▶ Supplied text

[vcf-midatlantic] A little electronics hack

Mark Whittington markwhi at gmail.com
Mon Sep 30 13:00:56 EDT 2019


Ah, my mistake. Sorry for the false hope.

Best,

-Mark

On Mon, Sep 30, 2019 at 12:59 PM Tony Bogan <thebogans at mac.com> wrote:

> Mark, that’s the computer interface card. I believe Evan was talking about
> the controller board (Interface -a)
>
> http://4.bp.blogspot.com/-ixfYuILNd9I/U-3meTkPvkI/AAAAAAAAAYI/oqF0-8v-42w/s1600/LEGO_Controller_Top.jpg
>
> Tony
>
> Sent from my iPhone
>
> On Sep 30, 2019, at 11:16 AM, Mark Whittington via vcf-midatlantic <
> vcf-midatlantic at lists.vcfed.org> wrote:
>
> Looks like someone on this list has already done the legwork on this as of
> 2016...
>
> https://www.glitchwrks.com/2016/09/12/lego-logo-interface
>
> On Mon, Sep 30, 2019 at 9:13 AM Evan Koblentz via vcf-midatlantic <
> vcf-midatlantic at lists.vcfed.org> wrote:
>
> If you're interested in investigating further if you point us to
>
> schematics we can give suggestions.
>
>
> I am giving the box to Neville in early November (don't want to risk it not
>
> working before the Brickfair NJ event the first weekend of that month). He
>
> agreed to my request to make a schematic of it.
>
>
> The next step will be to have someone else take his schematic, build one,
>
> and send it back to me for testing. That'll prove that the box can in fact
>
> be built from just the plans. After that I'll post it on my website.

[Source data]
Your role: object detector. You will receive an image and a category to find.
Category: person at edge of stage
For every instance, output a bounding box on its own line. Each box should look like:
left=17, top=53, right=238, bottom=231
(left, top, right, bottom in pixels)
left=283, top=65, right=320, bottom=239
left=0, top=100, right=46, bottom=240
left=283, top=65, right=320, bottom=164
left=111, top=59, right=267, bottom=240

▶ Stated problem 1
List every person named in the email thread about the LEGO interface.
▶ Stated problem 2
Continue the email thread about the LEGO interface from its last line.
The source data has no connection to the email thread about the LEGO interface.

▶ Exercise output 1
Mark Whittington, Tony Bogan, Evan Koblentz, Neville

▶ Exercise output 2
>
>
> A possible third stage would be to make modern improvements, if any ideas
>
> stand out.
>
>
> I'm only interested in the function, not in replicating the physical case.
>
> But what I would avoid is replacing the vintage computer with a
>
> microcontroller. I'm all for a better interface but strictly against some
>
> non-vintage computer experience.
>
>
>
>
>
> On Mon, Sep 30, 2019, 8:43 AM David Gesswein via vcf-midatlantic <
>
> vcf-midatlantic at lists.vcfed.org> wrote:
>
>
> It's called a 'crowbar' circuit.  Prevents things from burning up.
>
>
>
> What I normally called a crowbar circuit is the overvoltage protection
>
> where it intentionally shorts the output of the power supply. This sounds
>
> more like over current protection.
>
>
> What are common reasons why those stop working? Neville and I didn't
>
> see
>
> any obvious signs of damage to it.
>
>
> Either component value shift or failed component. You indicated that it
>
> is
>
> driving the motors better than it ever has. It may also be your motors
>
> are a heavier load than it was intended to drive.
>
>
> If you're interested in investigating further if you point us to
>
> schematics
>
> we can give suggestions.
>
>
>
> On Sun, Sep 29, 2019, 1:56 PM Mike Loewen <mloewen at cpumagic.scol.pa.us
>
>
> wrote:
>
>
> On Sun, 29 Sep 2019, Evan Koblentz via vcf-midatlantic wrote:
>
>
> Neville noticed something that I wouldn't have. The circuitry
>
> contains a
>
> safety mechanism to shut off all power if the current jumps too
>
> high,
>
> such
>
> as a kid inserting a paper clip. There's probably a technical name
>
> for
>
> that
>
> but I do not know it. Anyway, for unknown reasons this circuit was
>
> kicking
>
> in! He jumped it with an equal-length wire. :)
>
>
>    It's called a 'crowbar' circuit.  Prevents things from burning
>
> up.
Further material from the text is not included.